**Permintaan 1**
Dalam ulasan novel Sirkus Pohon, Hobri diterima bekerja sebagai apa?
**Permintaan 2**
Tuliskan lanjutan ulasan novel Sirkus Pohon di bawah ini, dimulai setelah kalimat terakhirnya.

**Bagian teks**

.....

Novel Sirkus Pohon karya Andrea Hirata jujur harus
diakui berhasil menyita konsentrasi pembaca. Sejak halaman-halaman awal, kisah
ini menjerat dengan kekuatan bahasa yang memikat dan kejenakaan yang khas,
sehingga membuat pembaca enggan beralih ke bacaan lain sebelum tuntas. Andrea
Hirata berhasil menghadirkan cerita dalam dua dimensi ruang dan waktu
sekaligus: pada satu sisi ada Hobri, Taripol, dan kawan-kawan dalam dunia orang
dewasa yang penuh liku, sementara pada sisi lain ada Tegar dan Tara yang tumbuh
dari anak-anak menjadi remaja dengan segala kepolosan dan cinta pertamanya. Dua
garis narasi ini berjalan beriringan, menghadirkan tekstur kisah yang kaya, di
mana kejenakaan sirkus disandingkan dengan politik desa yang penuh intrik.
Hobri, yang juga disebut Sobri, menjadi figur sentral. Ia
dikenal sebagai pemuda pengangguran dengan reputasi buruk karena pernah
tergabung dalam kelompok “mafia Gank Granat”. Namun justru di titik terendah
itulah kisah paling menyentuh terjadi: ketika Hobri diterima kerja menjadi
badut sirkus. Adegan ini merupakan salah satu momen paling kuat dalam novel,
karena di situ kita melihat bagaimana stigma sosial runtuh oleh kepercayaan
seorang tokoh yang disebutnya “Ibu Bos”. Semua orang menilai Hobri negatif, tetapi
Ibu Bos justru menilai sebaliknya. Baginya, Hobri luar biasa karena memiliki
semangat dan keuletan dalam mengerjakan apa saja. Kata-kata sederhana “Bangun
pagi, let’s go!” menjadi semacam mantra yang melekat dalam perjalanan Hobri,
membangunkan keyakinan bahwa manusia bisa berubah ketika diberi kesempatan.
Sikap humanis Ibu Bos ditegaskan melalui pandangan tajamnya
tentang gosip dan penilaian sosial. “Orang-orang yang berkata tentang diri
mereka sendiri, melebih-lebihkan. Orang-orang yang berkata tentang orang lain,
mengurang-ngurangi” (hlm. 176). Dengan kalimat lugas ini, Andrea Hirata
menghadirkan kritik sosial yang subtil, sekaligus memberikan fondasi moral bagi
karakter Ibu Bos. Ia tidak pernah memedulikan masa lalu Hobri, bahkan saat
Hobri mengajak Taripol bergabung dalam rombongan sirkus. Di tengah dunia yang
penuh stigma, sikap Ibu Bos adalah oase kemanusiaan.

.....

**Data yang dicatat**
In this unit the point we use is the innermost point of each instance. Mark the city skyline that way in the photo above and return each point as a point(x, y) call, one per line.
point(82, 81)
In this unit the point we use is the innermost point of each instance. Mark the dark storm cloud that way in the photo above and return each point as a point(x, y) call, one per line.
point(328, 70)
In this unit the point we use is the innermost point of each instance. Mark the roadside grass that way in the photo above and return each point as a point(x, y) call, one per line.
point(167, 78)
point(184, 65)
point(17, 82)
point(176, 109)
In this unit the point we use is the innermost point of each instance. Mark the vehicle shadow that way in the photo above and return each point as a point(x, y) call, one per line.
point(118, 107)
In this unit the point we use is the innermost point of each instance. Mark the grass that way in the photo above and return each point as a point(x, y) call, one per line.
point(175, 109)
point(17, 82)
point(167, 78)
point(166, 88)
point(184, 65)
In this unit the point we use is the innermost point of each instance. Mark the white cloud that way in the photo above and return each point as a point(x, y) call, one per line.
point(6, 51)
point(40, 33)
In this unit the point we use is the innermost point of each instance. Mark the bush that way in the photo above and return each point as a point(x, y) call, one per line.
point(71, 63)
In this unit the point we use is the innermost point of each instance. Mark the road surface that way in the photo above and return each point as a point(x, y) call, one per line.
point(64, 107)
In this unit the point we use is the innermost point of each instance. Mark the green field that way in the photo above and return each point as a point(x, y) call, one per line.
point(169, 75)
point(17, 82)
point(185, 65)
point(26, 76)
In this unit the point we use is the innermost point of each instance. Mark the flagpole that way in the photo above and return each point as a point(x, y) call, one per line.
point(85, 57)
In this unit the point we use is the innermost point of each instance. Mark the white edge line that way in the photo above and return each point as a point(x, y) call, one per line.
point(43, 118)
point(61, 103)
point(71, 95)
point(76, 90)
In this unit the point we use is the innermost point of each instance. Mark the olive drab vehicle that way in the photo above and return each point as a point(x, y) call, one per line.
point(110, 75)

.....

**Jawaban yang benar 1**
Hobri diterima bekerja sebagai badut sirkus.

**Jawaban yang benar 2**
Selain kisah pribadi Hobri, novel ini juga membentangkan
dimensi politik desa. Dari panggung kecil sirkus yang menghibur, pembaca dibawa
masuk ke panggung besar politik lokal dengan segala intriknya. Andrea Hirata
mengawinkan dua dunia ini: dunia hiburan rakyat dengan dunia perebutan
kekuasaan. Dari Taripol yang kemudian terlibat dalam dinamika politik desa
hingga kehadiran Gastori yang bersiap mencalonkan diri sebagai kepala desa,
novel ini menyingkap ironi: sirkus dan politik sesungguhnya sama-sama panggung,
sama-sama penuh peran dan ilusi, hanya berbeda kostum.
Namun demikian, ada beberapa hal yang cukup mengganggu jika
ditilik dari segi alur dan konsistensi waktu. Pertama, vonis setahun penjara
untuk Taripol terasa berlarut-larut jika dibandingkan dengan rangkaian
peristiwa yang dialami Hobri di luar. Sejak Hobri terusir dari rumah, mendapat
pekerjaan, membeli tanah, membangun rumah, melamar Dinda, hingga akhirnya
menjenguk dan mengajak Taripol bergabung, rentang waktu yang dihabiskan
terkesan jauh melebihi vonis satu tahun. Hal ini menimbulkan pertanyaan tentang
kesinambungan narasi waktu.
Kedua, paska sirkus bubar dan Taripol bergabung, tiba-tiba
ia muncul dalam dialog tim sukses Gastori (hlm. 208). Lompatan ini memberi
kesan terburu-buru, seakan ada celah yang tidak sepenuhnya dijembatani oleh
narasi. Pembaca yang cermat bisa merasa bingung: kapan tepatnya Taripol
bertransformasi dari mantan narapidana dan anggota sirkus menjadi bagian dari
tim politik?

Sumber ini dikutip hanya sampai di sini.